*** Given records

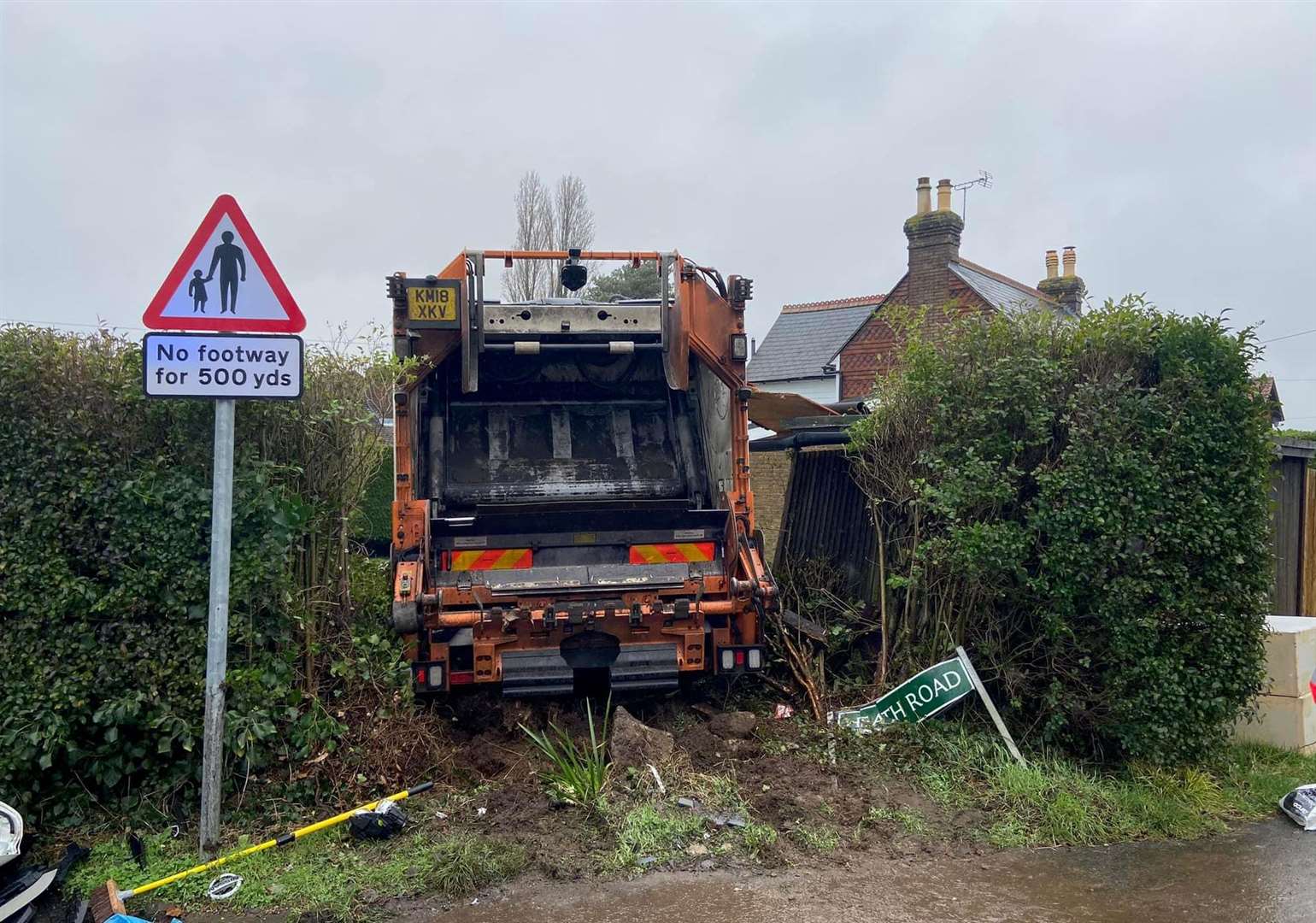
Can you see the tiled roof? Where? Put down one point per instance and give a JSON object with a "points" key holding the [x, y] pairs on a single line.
{"points": [[804, 340], [999, 290], [828, 306]]}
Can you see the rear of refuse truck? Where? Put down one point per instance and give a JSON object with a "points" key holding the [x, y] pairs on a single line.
{"points": [[573, 501]]}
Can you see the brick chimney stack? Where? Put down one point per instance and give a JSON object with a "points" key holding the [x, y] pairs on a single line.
{"points": [[933, 243], [924, 195], [943, 191], [1066, 290]]}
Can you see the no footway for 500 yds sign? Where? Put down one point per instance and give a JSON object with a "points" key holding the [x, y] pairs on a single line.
{"points": [[221, 365], [224, 282]]}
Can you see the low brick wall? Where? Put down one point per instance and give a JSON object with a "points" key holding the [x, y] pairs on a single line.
{"points": [[1286, 713], [769, 475]]}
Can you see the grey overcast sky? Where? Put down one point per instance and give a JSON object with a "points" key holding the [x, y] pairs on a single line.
{"points": [[1172, 144]]}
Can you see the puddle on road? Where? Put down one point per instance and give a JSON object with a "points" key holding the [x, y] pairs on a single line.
{"points": [[1262, 873], [637, 902]]}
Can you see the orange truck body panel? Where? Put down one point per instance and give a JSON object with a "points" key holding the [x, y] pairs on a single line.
{"points": [[573, 481]]}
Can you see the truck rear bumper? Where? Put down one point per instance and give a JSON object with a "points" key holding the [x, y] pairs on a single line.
{"points": [[545, 672]]}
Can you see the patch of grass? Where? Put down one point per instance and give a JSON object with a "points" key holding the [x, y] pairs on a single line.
{"points": [[911, 822], [655, 831], [1057, 801], [757, 839], [578, 774], [466, 862], [816, 838], [328, 873]]}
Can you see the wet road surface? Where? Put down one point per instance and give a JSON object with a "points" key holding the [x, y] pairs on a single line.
{"points": [[1264, 873]]}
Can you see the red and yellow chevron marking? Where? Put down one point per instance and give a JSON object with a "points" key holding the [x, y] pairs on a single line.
{"points": [[678, 552], [497, 559]]}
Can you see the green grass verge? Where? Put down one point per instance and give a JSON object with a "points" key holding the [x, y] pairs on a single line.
{"points": [[1055, 801], [655, 831], [326, 872]]}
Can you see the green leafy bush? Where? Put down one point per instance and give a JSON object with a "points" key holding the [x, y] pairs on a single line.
{"points": [[104, 573], [1084, 506]]}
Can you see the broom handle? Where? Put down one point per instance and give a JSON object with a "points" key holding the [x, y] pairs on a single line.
{"points": [[282, 840]]}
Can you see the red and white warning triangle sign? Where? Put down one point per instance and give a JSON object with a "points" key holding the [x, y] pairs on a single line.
{"points": [[224, 280]]}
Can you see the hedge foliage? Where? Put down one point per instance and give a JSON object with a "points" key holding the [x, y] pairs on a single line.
{"points": [[1084, 506], [104, 569]]}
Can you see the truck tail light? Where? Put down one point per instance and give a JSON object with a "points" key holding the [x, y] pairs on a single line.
{"points": [[741, 659], [428, 677]]}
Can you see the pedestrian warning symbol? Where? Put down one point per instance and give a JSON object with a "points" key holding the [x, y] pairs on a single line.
{"points": [[224, 280]]}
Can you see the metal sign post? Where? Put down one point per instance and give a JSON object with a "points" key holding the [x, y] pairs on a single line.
{"points": [[924, 696], [238, 352], [217, 627]]}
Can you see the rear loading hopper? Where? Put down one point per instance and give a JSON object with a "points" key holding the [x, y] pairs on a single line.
{"points": [[573, 497]]}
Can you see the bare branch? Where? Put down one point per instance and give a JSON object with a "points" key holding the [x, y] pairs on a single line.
{"points": [[535, 229]]}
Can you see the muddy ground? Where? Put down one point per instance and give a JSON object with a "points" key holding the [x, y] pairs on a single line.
{"points": [[915, 860], [782, 772]]}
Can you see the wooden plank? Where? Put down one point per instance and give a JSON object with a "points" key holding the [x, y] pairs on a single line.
{"points": [[1287, 490], [1308, 544]]}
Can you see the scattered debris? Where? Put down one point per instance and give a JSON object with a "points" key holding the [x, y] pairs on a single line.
{"points": [[662, 789], [109, 900], [379, 823], [1301, 806], [11, 832], [137, 850], [226, 886], [716, 820], [633, 744]]}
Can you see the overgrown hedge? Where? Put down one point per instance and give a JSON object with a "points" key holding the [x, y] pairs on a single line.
{"points": [[1084, 506], [104, 557]]}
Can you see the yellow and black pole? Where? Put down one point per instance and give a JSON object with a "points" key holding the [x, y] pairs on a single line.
{"points": [[109, 901]]}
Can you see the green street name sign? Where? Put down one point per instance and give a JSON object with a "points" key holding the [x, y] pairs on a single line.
{"points": [[912, 701]]}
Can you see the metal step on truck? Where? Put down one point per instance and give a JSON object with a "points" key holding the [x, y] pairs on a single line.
{"points": [[573, 501]]}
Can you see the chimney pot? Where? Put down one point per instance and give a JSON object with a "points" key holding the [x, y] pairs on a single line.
{"points": [[943, 191], [924, 195]]}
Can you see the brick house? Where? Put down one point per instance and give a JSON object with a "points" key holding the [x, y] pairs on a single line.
{"points": [[937, 279], [798, 356]]}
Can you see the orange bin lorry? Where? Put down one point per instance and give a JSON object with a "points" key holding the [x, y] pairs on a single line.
{"points": [[573, 502]]}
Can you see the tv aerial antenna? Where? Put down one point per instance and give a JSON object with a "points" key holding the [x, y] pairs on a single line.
{"points": [[984, 179]]}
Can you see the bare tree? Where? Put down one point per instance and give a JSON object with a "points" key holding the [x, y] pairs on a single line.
{"points": [[531, 279], [574, 224]]}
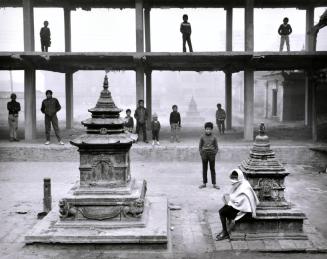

******

How many lines in the items above include the word "grass"? Reply with the number only.

2